- Written tasks:
1. Translate this sentence from the judgment excerpt on separate trials below into French: "Her Honour rejected the application, giving reasons published as a separate judgment."
2. Write a continuation of the judgment excerpt on separate trials below, starting after its final paragraph.

Separate trials
17The first ground asserts that her Honour erred in refusing to order separate trials of each of the counts. The second, alternative, ground complains of her refusal to order the trial of the first count separately from the other three counts. These grounds can be dealt with together.
18In fact, the application before the trial judge was that each of counts 1 and 2 be tried alone, with counts 3 and 4 being tried together. Her Honour rejected the application, giving reasons published as a separate judgment.
19In this court the Crown prosecutor took no point about the fact that the grounds of appeal do not reflect the application that had been made at the trial. It is, of course, appropriate to consider her Honour's reasons for refusing the application but, strictly speaking, the grounds do not address the question which falls for this court's consideration. What we must decide is whether, in the light of the conduct of the trial and the issues ventilated, the joint trial of the counts occasioned a miscarriage of justice. However, no point was taken about the terms of the grounds on that basis either, and I am content to consider the question of miscarriage on the basis of the submissions, written and oral, in the appeal.

- Data excerpt:
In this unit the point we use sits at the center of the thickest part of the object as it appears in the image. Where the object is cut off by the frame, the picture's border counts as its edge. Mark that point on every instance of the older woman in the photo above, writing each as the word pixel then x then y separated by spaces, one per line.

- Answers in order:
1. Son Honneur a rejeté la demande, en exposant des motifs publiés dans un jugement distinct.

2.
20The trial judge considered the application in the light of the relevant provisions of the Criminal Procedure Act 1986. Section 29(1)(c) permits the joint trial of two or more counts where the alleged offences "form or are part of a series of offences of the same or a similar character." However, by s 21(2)(a), a trial court may order a separate trial of any count or counts in an indictment if "an accused person may be prejudiced or embarrassed in his or her defence by reason of being charged with more than one offence in the same indictment ... ."
21The Crown prosecutor at the trial argued for a joint trial of the counts on the basis that the evidence in relation to each count was admissible in relation to the others, although he did not rely upon it as tendency evidence. Her Honour noted that "the essence of the Crown's submission" was that "the whole of the evidence is admissible to show the true nature of the business it alleges the accused was conducting, being a business involving sourcing drugs, including importing drugs, and selling drugs."
22Her Honour referred to the principles enunciated by the High Court in Harriman v The Queen (1989) 167 CLR 590, considered by this court in R v Quach [2002] NSWCCA 519, 137 A Crim R 345. She accepted the Crown prosecutor's submission, saying that she was "persuaded that the evidence the Crown intends to tender in respect of each count has high probative value in respect of the other counts in the way the Crown has outlined, ... , which high probative value well outweighs any prejudicial effect it may have on the accused." She added that directions to the jury as to the purpose of the evidence should prevent any prejudice or improper use of it.
23Her Honour noted a submission by defence counsel that, if the counts were heard together, there was a risk that the appellant's defence in relation to one count may prejudice him in relation to the others. She found that risk difficult to assess, as counsel had not elaborated on what those defences would be. In this court the defences raised were the centrepiece of the argument on behalf of the appellant.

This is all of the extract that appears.